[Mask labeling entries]
** start **

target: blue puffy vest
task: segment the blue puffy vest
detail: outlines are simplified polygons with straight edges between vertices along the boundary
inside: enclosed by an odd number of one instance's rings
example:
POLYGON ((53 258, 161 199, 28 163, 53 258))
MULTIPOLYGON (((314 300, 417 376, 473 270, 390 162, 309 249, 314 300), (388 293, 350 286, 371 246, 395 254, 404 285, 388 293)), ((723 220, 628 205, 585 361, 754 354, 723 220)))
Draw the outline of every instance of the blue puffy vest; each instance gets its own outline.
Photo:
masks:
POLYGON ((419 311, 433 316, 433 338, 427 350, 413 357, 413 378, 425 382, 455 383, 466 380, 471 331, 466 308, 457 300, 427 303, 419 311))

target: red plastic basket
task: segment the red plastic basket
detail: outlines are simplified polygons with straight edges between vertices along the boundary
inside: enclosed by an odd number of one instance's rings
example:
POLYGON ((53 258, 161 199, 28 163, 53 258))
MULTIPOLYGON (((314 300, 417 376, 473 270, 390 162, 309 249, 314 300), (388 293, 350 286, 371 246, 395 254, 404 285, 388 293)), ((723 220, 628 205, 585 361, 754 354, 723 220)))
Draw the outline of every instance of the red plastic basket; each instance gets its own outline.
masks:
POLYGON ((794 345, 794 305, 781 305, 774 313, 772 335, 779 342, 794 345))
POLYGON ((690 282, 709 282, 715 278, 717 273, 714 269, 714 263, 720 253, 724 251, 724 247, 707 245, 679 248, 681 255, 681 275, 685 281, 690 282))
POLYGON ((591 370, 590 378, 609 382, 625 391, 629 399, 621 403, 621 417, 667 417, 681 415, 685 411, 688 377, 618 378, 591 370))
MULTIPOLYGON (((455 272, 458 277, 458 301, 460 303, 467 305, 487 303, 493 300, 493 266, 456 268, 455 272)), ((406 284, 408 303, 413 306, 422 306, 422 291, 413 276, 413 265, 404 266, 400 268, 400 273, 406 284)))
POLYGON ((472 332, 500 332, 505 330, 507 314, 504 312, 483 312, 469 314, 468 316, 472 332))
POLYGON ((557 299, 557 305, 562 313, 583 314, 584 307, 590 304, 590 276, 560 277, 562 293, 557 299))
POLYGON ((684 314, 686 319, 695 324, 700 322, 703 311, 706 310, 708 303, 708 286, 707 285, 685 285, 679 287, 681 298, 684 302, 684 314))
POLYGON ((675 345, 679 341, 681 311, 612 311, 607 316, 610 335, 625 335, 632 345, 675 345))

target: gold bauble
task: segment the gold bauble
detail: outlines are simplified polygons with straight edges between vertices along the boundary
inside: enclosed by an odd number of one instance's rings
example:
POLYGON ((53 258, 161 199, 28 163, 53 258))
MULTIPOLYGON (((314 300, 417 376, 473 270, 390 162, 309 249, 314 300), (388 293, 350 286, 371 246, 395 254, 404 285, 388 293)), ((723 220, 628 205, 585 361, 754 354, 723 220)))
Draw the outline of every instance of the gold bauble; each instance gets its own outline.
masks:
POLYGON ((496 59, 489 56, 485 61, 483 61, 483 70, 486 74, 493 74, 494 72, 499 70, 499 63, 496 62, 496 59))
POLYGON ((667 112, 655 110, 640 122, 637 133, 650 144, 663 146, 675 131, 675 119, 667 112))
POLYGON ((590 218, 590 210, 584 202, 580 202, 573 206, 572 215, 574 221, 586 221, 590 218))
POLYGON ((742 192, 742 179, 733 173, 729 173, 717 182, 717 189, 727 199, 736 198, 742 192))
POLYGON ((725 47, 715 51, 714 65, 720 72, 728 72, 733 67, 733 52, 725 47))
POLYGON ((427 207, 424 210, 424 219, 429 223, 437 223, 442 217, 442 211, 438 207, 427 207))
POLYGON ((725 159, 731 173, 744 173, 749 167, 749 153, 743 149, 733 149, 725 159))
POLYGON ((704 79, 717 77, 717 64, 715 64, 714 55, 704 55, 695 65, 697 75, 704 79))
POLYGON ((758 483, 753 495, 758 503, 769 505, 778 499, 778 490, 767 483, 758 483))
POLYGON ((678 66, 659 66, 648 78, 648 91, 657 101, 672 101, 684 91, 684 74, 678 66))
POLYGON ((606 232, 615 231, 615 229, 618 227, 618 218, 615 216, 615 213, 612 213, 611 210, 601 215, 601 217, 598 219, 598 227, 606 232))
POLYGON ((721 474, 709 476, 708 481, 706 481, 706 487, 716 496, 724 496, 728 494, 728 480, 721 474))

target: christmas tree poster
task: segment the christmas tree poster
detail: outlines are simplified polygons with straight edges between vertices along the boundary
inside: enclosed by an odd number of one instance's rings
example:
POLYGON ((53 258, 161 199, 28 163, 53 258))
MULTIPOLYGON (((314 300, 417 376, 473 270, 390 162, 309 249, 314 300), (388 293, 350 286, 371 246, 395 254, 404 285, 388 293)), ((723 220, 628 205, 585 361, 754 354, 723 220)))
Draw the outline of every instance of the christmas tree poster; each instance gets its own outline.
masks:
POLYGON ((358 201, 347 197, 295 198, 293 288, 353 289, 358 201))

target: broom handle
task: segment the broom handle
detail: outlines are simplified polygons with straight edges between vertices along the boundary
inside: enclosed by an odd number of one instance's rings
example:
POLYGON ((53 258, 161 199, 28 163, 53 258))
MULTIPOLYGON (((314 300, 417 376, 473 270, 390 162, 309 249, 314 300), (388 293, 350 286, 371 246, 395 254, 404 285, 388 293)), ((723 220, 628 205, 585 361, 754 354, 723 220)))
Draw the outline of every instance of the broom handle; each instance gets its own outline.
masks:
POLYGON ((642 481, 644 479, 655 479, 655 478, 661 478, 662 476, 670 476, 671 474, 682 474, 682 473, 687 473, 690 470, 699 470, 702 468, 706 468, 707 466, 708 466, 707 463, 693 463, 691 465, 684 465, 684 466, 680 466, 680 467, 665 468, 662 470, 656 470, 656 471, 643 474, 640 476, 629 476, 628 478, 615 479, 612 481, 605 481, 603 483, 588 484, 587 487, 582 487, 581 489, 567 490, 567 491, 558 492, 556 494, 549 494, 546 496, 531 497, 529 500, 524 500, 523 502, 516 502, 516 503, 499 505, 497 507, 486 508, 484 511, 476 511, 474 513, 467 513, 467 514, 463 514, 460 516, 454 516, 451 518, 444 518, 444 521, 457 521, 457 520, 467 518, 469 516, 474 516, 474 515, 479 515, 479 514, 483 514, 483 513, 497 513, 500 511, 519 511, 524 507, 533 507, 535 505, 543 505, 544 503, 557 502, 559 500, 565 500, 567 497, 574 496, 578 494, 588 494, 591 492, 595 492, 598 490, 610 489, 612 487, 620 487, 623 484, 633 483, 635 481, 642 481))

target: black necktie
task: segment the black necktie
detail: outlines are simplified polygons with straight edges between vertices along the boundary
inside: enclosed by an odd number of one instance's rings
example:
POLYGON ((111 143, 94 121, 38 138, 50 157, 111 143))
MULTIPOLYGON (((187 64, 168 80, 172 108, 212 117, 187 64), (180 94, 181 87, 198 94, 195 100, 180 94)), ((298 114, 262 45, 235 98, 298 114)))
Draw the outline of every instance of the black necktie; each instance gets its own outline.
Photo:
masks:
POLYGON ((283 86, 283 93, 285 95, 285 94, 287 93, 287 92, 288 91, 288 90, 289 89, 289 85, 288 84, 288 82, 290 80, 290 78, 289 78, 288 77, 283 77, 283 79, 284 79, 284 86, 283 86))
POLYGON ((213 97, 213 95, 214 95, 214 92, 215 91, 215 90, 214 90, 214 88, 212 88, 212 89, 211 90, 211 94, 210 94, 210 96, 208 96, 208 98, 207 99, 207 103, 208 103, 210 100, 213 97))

** end **

* Direction
Convert every line of the entries above into a JSON list of strings, one string per line, skipping blank lines.

* Correct answer
[
  "target: blue puffy vest",
  "task: segment the blue puffy vest",
  "detail: outlines are simplified polygons with straight edges between vertices along the boundary",
  "inside: enclosed by an odd number of one instance's rings",
  "example:",
  "POLYGON ((53 258, 161 199, 28 163, 53 258))",
  "MULTIPOLYGON (((314 300, 417 376, 473 270, 390 162, 309 249, 314 300), (388 293, 350 286, 371 246, 395 254, 404 285, 388 293)), ((723 220, 628 205, 585 361, 754 354, 723 220)))",
  "Draw the outline of every instance of the blue puffy vest; each instance gets its own outline.",
  "Photo:",
  "masks:",
  "POLYGON ((419 311, 433 316, 433 338, 427 350, 413 357, 413 378, 425 382, 455 383, 466 380, 471 331, 466 308, 457 300, 427 303, 419 311))",
  "target: red plastic basket",
  "task: segment the red plastic basket",
  "detail: outlines are simplified polygons with straight edges between vertices along the boundary",
  "inside: enclosed by an odd number of one instance's rings",
  "example:",
  "POLYGON ((53 258, 161 199, 28 163, 53 258))",
  "MULTIPOLYGON (((314 300, 417 376, 473 270, 390 162, 309 249, 314 300), (388 293, 350 286, 371 246, 395 254, 404 285, 388 293)), ((723 220, 628 205, 585 361, 754 354, 723 220)))",
  "Draw the outline of every instance of the red plastic basket; each instance gets its own outline.",
  "masks:",
  "POLYGON ((794 345, 794 305, 781 305, 774 313, 772 335, 779 342, 794 345))",
  "POLYGON ((690 282, 709 282, 715 278, 717 273, 714 269, 714 263, 720 253, 724 251, 724 247, 707 245, 679 248, 681 255, 681 275, 685 281, 690 282))",
  "POLYGON ((591 370, 590 378, 609 382, 625 391, 629 399, 621 403, 621 417, 667 417, 681 415, 685 411, 688 377, 618 378, 591 370))",
  "MULTIPOLYGON (((455 272, 458 277, 458 301, 460 303, 467 305, 487 303, 493 300, 493 266, 456 268, 455 272)), ((406 284, 408 303, 413 306, 422 306, 422 291, 413 276, 413 265, 404 266, 400 268, 400 273, 406 284)))",
  "POLYGON ((472 332, 500 332, 505 330, 507 314, 504 312, 483 312, 469 314, 468 316, 472 332))",
  "POLYGON ((557 299, 557 305, 562 313, 583 314, 584 307, 590 304, 590 276, 560 277, 562 293, 557 299))",
  "POLYGON ((684 314, 686 319, 695 324, 700 322, 703 311, 706 310, 708 303, 708 286, 707 285, 685 285, 679 287, 681 298, 684 302, 684 314))",
  "POLYGON ((675 345, 679 341, 681 311, 612 311, 607 316, 610 335, 625 335, 632 345, 675 345))",
  "target: gold bauble",
  "task: segment the gold bauble",
  "detail: outlines are simplified polygons with straight edges between vertices along the boundary",
  "inside: enclosed by an odd number of one instance's rings",
  "example:",
  "POLYGON ((53 258, 161 199, 28 163, 53 258))",
  "MULTIPOLYGON (((314 300, 417 376, 473 270, 390 162, 309 249, 314 300), (388 293, 350 286, 371 246, 395 254, 404 285, 388 293)), ((723 220, 628 205, 585 361, 754 354, 723 220)))",
  "Draw the outline of every instance of the gold bauble; each instance gets its own outline.",
  "masks:",
  "POLYGON ((496 59, 489 56, 485 61, 483 61, 483 70, 486 74, 493 74, 494 72, 499 70, 499 63, 496 62, 496 59))",
  "POLYGON ((667 112, 655 110, 640 122, 637 133, 650 144, 663 146, 675 131, 675 119, 667 112))",
  "POLYGON ((590 218, 590 210, 584 202, 580 202, 573 206, 572 215, 574 221, 586 221, 590 218))",
  "POLYGON ((742 192, 742 179, 733 173, 729 173, 717 182, 717 189, 727 199, 736 198, 742 192))",
  "POLYGON ((725 47, 715 51, 714 65, 720 72, 728 72, 733 67, 733 52, 725 47))",
  "POLYGON ((427 207, 424 210, 424 219, 429 223, 437 223, 442 217, 442 211, 438 207, 427 207))",
  "POLYGON ((725 159, 731 173, 744 173, 749 167, 749 153, 743 149, 733 149, 725 159))",
  "POLYGON ((704 79, 717 77, 717 64, 715 64, 714 55, 704 55, 695 65, 697 75, 704 79))",
  "POLYGON ((758 483, 753 495, 758 503, 769 505, 778 499, 778 490, 767 483, 758 483))",
  "POLYGON ((678 66, 659 66, 648 78, 648 91, 657 101, 672 101, 684 91, 684 74, 678 66))",
  "POLYGON ((606 232, 615 231, 615 229, 618 227, 618 218, 615 216, 615 213, 612 213, 611 210, 601 215, 601 217, 598 219, 598 227, 606 232))",
  "POLYGON ((721 474, 709 476, 708 481, 706 481, 706 487, 716 496, 724 496, 728 494, 728 480, 721 474))",
  "target: christmas tree poster",
  "task: segment the christmas tree poster",
  "detail: outlines are simplified polygons with straight edges between vertices along the boundary",
  "inside: enclosed by an odd number of one instance's rings",
  "example:",
  "POLYGON ((53 258, 161 199, 28 163, 53 258))",
  "MULTIPOLYGON (((314 300, 417 376, 473 270, 390 162, 309 249, 314 300), (388 293, 350 286, 371 246, 395 254, 404 285, 388 293)), ((723 220, 628 205, 585 361, 754 354, 723 220)))",
  "Draw the outline of every instance of the christmas tree poster; each instance gets its own outline.",
  "masks:",
  "POLYGON ((358 201, 347 197, 295 198, 293 288, 353 289, 358 201))",
  "target: broom handle",
  "task: segment the broom handle",
  "detail: outlines are simplified polygons with straight edges between vertices along the boundary",
  "inside: enclosed by an odd number of one instance's rings",
  "example:",
  "POLYGON ((53 258, 161 199, 28 163, 53 258))",
  "MULTIPOLYGON (((314 300, 417 376, 473 270, 390 162, 309 249, 314 300), (388 293, 350 286, 371 246, 395 254, 404 285, 388 293)), ((723 220, 628 205, 585 361, 754 354, 723 220)))",
  "Draw the outline of every instance of the broom handle; each instance gets its own outline.",
  "masks:",
  "POLYGON ((642 481, 644 479, 655 479, 655 478, 661 478, 662 476, 670 476, 671 474, 682 474, 682 473, 687 473, 690 470, 699 470, 702 468, 706 468, 707 466, 708 466, 707 463, 693 463, 691 465, 684 465, 684 466, 680 466, 680 467, 665 468, 662 470, 656 470, 656 471, 643 474, 640 476, 629 476, 628 478, 615 479, 612 481, 605 481, 603 483, 588 484, 587 487, 582 487, 581 489, 567 490, 567 491, 558 492, 556 494, 549 494, 546 496, 531 497, 529 500, 524 500, 523 502, 516 502, 516 503, 499 505, 497 507, 486 508, 484 511, 476 511, 474 513, 467 513, 467 514, 463 514, 460 516, 454 516, 451 518, 444 518, 444 521, 457 521, 457 520, 467 518, 469 516, 474 516, 474 515, 479 515, 479 514, 483 514, 483 513, 497 513, 500 511, 519 511, 524 507, 533 507, 535 505, 543 505, 544 503, 557 502, 559 500, 565 500, 567 497, 574 496, 578 494, 588 494, 591 492, 595 492, 598 490, 610 489, 612 487, 620 487, 623 484, 633 483, 635 481, 642 481))",
  "target: black necktie",
  "task: segment the black necktie",
  "detail: outlines are simplified polygons with straight edges between vertices along the boundary",
  "inside: enclosed by an odd number of one instance's rings",
  "example:",
  "POLYGON ((111 143, 94 121, 38 138, 50 157, 111 143))",
  "MULTIPOLYGON (((187 64, 168 80, 172 108, 212 117, 187 64), (180 94, 181 87, 198 94, 195 100, 180 94)), ((298 114, 262 45, 235 98, 298 114)))",
  "Draw the outline of every instance of the black necktie; each instance gets its own outline.",
  "Photo:",
  "masks:",
  "POLYGON ((283 86, 283 93, 285 95, 285 94, 287 93, 287 92, 288 91, 288 90, 289 89, 289 85, 288 84, 288 82, 290 80, 290 78, 289 78, 288 77, 283 77, 283 79, 284 79, 284 86, 283 86))",
  "POLYGON ((213 97, 213 95, 214 95, 214 92, 215 91, 215 90, 214 90, 214 88, 212 88, 212 89, 211 90, 211 94, 210 94, 210 96, 208 96, 208 98, 207 99, 207 103, 208 103, 210 100, 213 97))"
]